Transcribe the entries that follow, word for word.

=== Materials provided ===
^^^^^^^^

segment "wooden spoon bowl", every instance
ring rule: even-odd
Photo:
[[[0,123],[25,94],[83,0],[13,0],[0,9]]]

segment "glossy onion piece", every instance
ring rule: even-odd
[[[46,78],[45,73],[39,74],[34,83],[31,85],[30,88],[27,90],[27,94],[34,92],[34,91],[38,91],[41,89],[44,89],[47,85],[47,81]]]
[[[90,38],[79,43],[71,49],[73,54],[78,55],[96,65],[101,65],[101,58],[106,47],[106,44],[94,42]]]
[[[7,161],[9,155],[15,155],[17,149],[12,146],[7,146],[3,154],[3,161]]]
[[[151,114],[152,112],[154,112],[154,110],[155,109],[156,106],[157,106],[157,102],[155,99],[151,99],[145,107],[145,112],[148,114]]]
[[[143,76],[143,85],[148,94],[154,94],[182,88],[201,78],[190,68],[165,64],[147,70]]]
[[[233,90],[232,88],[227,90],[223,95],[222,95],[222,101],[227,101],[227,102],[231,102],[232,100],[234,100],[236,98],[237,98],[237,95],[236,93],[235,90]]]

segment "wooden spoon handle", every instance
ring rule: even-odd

^^^^^^^^

=== Answer to this exercise ===
segment "wooden spoon bowl", every instance
ring rule: even-odd
Photo:
[[[0,123],[25,94],[83,0],[13,0],[0,9]]]

segment "glossy onion piece", every instance
ring rule: even-odd
[[[46,78],[45,73],[39,74],[34,83],[31,85],[30,88],[27,90],[27,94],[34,92],[34,91],[38,91],[41,89],[44,89],[47,85],[47,81]]]
[[[90,38],[79,43],[71,49],[73,54],[78,55],[96,65],[101,65],[101,58],[106,47],[106,44],[94,42]]]
[[[7,161],[9,155],[15,155],[17,149],[12,146],[7,146],[3,154],[3,161]]]
[[[151,114],[152,112],[154,112],[154,110],[155,109],[156,106],[157,106],[157,102],[155,99],[151,99],[145,107],[145,112],[148,114]]]
[[[143,76],[143,85],[148,94],[154,94],[182,88],[201,78],[190,68],[165,64],[147,70]]]
[[[233,90],[232,88],[227,90],[223,95],[222,95],[222,101],[227,101],[227,102],[231,102],[232,100],[234,100],[236,98],[237,98],[237,95],[236,93],[235,90]]]

segment "wooden spoon handle", every instance
ring rule: even-odd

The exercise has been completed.